* _Source document_:

Awake on El Cap – The Nose

Tristan Greszko is a photographer and writer based out of Jackson Hole, Wyoming. He is traveling the open roads of the American west, chasing the perfect timelapse of the Milky Way. Last year he climbed the Nose of El Capitan with Yosemite Climber Stewards, Jane and Alexa.

Awake.

Alone.

It’s 3 am. Only two more hours to sleep, the clock is ticking. The world is silent.  Maybe there’s a breath of wind here and there.  Late July in California and it isn’t hot at all – I’m in a big puffy coat, sitting on a half-inflated sleeping pad, sleeping bag wrapped precariously underneath my legs. Weird.

I’ve been awake for hours, actually. Squirming and shifting carefully, a few inches at a time in fear of losing my pad or bag – or both – to the sky below me. At least the full moon isn’t shining directly in my eyes anymore. Instead, it’s illuminating the wall in front of me, bleak and pale and bleached bone white, while the menacing shadows to my right funnel into a chasm of incalculable depth and terror, the rest of the valley quietly basking in the moonlight far below. Laying down or stretching out isn’t really an option. The ledge I’m perched on – trying to sleep on – is barely wide enough for me to sit upright, and slopes remorselessly towards the bottomless darkness. The topo merely calls my location: “poor bivy for 1.” Every time I extend my right leg, when it succumbs to pins and needles, it goes over the edge, and every time I start to doze, the abyss below seductively beckons me to just slip quietly off into space.

* _Given instruction 1_:
In the El Capitan account, what does the topo call the ledge where the writer is trying to sleep?
The records below are unrelated to the El Capitan account.

* _Supplied information_:
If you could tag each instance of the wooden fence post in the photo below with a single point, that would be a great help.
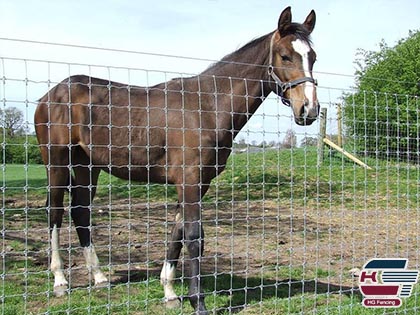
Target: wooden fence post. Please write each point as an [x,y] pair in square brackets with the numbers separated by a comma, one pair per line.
[321,135]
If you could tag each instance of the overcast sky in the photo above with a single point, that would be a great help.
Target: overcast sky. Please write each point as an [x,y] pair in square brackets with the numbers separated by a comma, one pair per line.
[207,29]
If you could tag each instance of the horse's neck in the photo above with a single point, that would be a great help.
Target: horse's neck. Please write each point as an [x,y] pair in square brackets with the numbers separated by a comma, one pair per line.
[241,87]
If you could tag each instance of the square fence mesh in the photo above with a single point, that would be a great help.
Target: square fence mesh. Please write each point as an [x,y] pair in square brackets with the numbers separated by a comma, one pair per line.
[289,223]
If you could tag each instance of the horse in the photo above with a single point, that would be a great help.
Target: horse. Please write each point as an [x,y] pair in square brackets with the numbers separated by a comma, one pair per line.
[178,132]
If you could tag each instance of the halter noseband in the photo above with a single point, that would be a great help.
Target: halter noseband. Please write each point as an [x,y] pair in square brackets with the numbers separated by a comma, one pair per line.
[284,86]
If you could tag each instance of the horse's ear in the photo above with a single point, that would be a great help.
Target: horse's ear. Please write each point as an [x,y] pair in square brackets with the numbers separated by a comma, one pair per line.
[310,21]
[285,20]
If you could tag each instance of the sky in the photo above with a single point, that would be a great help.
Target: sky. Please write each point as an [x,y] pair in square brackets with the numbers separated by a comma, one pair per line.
[203,29]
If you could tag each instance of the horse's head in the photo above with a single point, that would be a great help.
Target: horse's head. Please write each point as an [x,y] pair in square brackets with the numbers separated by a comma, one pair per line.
[291,59]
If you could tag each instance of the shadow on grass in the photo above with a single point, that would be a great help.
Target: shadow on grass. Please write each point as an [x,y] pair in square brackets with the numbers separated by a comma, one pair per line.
[245,291]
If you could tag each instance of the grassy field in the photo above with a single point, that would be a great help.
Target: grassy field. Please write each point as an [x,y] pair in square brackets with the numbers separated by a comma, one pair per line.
[282,234]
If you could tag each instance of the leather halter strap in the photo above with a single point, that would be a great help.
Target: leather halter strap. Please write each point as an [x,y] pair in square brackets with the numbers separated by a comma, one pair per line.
[284,86]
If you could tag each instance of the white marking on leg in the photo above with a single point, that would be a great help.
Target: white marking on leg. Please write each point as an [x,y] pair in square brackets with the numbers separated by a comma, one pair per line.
[92,263]
[302,48]
[56,262]
[167,277]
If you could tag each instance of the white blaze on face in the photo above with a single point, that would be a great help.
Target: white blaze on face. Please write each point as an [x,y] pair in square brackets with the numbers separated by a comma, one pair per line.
[303,49]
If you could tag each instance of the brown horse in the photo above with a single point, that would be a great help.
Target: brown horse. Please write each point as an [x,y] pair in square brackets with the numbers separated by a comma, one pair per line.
[178,132]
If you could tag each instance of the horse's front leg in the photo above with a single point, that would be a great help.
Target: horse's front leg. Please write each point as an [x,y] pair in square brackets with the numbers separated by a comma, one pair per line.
[188,229]
[82,198]
[194,241]
[168,273]
[81,219]
[60,282]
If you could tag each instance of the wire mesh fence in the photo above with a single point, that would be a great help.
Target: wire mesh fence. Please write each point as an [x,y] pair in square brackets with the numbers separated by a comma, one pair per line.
[282,233]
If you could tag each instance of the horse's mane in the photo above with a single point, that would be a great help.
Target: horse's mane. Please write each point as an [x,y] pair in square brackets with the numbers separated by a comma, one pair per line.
[296,29]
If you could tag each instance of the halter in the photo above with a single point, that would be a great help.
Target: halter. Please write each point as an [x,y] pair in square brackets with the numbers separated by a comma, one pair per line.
[284,86]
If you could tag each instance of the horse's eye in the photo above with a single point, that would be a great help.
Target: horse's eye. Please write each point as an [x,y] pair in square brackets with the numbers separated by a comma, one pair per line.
[286,58]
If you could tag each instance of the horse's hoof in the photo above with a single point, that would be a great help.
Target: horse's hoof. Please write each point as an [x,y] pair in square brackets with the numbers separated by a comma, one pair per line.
[173,303]
[60,290]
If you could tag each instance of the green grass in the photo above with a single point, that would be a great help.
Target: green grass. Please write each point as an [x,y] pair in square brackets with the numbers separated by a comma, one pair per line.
[284,176]
[288,177]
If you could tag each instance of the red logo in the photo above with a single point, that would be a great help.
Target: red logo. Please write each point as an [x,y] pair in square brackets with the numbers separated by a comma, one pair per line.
[383,282]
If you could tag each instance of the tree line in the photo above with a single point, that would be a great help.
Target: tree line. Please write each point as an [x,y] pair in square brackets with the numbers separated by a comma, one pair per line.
[382,115]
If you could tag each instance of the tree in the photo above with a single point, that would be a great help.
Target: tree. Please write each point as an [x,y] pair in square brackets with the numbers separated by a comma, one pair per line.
[289,140]
[382,115]
[12,121]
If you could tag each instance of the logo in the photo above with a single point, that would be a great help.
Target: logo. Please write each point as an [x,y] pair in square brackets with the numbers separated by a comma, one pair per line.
[384,281]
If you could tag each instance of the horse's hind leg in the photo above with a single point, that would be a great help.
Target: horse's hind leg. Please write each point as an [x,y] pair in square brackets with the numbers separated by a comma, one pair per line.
[58,180]
[83,190]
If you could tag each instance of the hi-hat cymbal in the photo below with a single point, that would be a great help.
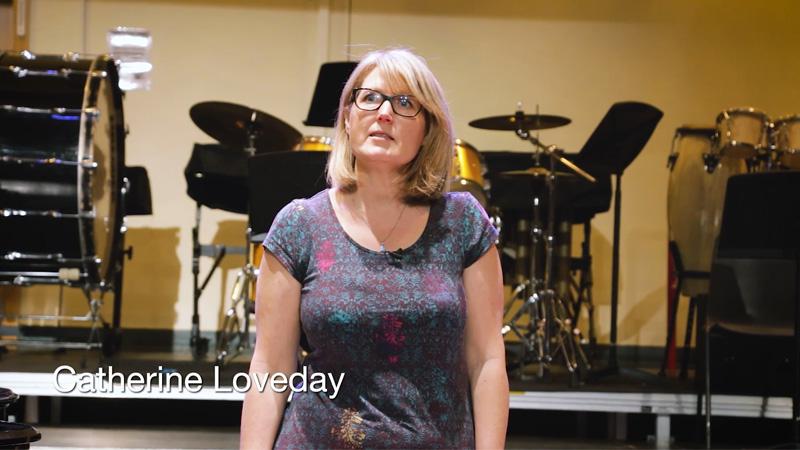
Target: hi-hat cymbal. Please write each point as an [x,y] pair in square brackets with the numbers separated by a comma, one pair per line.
[533,172]
[511,123]
[230,124]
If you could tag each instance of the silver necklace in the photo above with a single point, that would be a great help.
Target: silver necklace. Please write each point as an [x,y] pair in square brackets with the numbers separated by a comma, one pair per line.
[382,242]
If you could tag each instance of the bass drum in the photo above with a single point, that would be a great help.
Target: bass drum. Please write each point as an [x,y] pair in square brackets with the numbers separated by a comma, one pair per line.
[469,169]
[694,200]
[61,158]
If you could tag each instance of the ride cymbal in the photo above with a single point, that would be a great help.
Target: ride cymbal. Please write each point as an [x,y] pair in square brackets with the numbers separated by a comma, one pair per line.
[231,124]
[511,123]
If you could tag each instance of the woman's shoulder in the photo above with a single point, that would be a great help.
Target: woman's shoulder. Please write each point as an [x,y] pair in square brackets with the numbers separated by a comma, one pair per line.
[457,202]
[303,208]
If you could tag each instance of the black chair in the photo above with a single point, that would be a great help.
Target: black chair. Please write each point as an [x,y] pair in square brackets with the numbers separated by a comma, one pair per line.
[14,434]
[754,288]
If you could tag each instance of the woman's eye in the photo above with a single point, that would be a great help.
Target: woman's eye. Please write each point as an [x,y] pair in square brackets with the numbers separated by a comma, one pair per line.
[372,97]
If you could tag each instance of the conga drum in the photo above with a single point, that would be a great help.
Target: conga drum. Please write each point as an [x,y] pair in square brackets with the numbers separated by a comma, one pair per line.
[695,197]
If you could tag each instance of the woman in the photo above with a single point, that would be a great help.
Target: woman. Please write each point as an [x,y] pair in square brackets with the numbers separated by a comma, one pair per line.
[396,283]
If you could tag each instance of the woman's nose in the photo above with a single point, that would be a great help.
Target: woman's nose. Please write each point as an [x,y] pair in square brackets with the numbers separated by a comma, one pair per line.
[385,111]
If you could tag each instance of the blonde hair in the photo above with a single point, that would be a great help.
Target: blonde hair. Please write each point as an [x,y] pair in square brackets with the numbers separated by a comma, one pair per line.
[426,177]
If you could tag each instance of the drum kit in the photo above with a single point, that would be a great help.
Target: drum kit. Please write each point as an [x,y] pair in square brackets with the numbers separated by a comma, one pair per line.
[62,153]
[544,322]
[539,313]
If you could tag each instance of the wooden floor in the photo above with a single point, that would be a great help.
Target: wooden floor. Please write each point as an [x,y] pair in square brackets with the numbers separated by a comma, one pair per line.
[228,438]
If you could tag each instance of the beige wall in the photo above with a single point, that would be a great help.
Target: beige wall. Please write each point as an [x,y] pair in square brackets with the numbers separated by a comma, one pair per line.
[691,59]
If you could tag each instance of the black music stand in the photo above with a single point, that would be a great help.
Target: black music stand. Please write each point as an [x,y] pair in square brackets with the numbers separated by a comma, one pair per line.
[612,147]
[325,103]
[275,179]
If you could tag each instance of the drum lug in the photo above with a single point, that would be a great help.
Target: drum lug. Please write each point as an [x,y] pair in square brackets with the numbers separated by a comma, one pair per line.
[89,164]
[18,71]
[92,113]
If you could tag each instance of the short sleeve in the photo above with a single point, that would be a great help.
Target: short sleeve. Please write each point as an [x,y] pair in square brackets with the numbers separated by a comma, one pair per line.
[288,239]
[479,235]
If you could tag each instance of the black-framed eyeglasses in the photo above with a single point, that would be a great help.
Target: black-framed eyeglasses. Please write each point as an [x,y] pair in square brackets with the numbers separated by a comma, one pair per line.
[402,104]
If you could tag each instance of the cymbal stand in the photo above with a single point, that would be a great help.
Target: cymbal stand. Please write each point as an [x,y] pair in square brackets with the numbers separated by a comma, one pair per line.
[234,337]
[549,315]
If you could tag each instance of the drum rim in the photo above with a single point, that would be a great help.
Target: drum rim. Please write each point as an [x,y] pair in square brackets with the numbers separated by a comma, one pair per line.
[746,110]
[692,130]
[786,119]
[93,268]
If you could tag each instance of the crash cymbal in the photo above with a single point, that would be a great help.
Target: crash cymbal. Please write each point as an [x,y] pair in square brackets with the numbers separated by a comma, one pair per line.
[533,172]
[230,124]
[511,123]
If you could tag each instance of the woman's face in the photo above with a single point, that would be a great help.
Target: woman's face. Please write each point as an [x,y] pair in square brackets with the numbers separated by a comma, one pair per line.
[382,136]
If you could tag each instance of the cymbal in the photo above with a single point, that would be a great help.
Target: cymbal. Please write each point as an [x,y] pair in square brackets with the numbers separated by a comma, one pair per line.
[530,122]
[230,124]
[533,172]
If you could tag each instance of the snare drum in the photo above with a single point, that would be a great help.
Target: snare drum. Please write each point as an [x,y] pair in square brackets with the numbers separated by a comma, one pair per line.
[742,132]
[694,200]
[468,171]
[786,137]
[61,157]
[315,143]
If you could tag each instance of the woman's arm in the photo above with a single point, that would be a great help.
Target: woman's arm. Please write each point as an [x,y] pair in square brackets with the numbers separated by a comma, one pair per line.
[485,351]
[277,338]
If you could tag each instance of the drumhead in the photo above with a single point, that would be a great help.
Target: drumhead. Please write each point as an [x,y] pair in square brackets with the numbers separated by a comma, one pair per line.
[62,148]
[103,142]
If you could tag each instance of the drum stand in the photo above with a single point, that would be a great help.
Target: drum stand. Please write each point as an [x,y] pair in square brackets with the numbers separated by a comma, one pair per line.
[234,337]
[199,344]
[551,329]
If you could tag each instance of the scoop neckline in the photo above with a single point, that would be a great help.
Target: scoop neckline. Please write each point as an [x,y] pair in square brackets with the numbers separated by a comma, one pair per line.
[329,192]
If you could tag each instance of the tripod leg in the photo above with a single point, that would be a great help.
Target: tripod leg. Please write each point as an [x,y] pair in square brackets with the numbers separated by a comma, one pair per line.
[688,338]
[671,318]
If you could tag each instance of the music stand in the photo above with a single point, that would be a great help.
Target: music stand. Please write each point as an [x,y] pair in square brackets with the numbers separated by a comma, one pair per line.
[612,147]
[275,179]
[325,103]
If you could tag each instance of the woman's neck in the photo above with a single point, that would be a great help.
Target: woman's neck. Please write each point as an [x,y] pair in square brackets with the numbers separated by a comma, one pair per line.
[377,190]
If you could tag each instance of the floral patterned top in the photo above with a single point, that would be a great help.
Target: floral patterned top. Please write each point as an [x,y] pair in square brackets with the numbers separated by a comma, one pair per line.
[393,324]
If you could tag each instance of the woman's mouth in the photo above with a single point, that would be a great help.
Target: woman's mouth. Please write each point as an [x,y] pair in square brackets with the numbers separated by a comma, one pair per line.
[381,135]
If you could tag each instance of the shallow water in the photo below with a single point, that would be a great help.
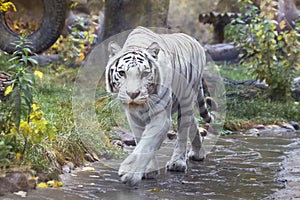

* _Given instruction 2_:
Render the records as a numbered list, from the line with "If you could tag each instance of the woman's mouth" through the end of the records. Leave out blank lines and pictures.

* _Full response 1_:
It calls it a "poor bivy for 1."

* _Full response 2_:
1. If you could tag each instance of the woman's mouth in the photo above with a single point, that would be a great help.
2. Target: woman's mouth. Please write each point as an [x,y] pair in square brackets with the numbers separated by a comma, one pair per line.
3. [381,135]
4. If you could tag each instance of the shallow water in the photo below with a single point, that would be a great help.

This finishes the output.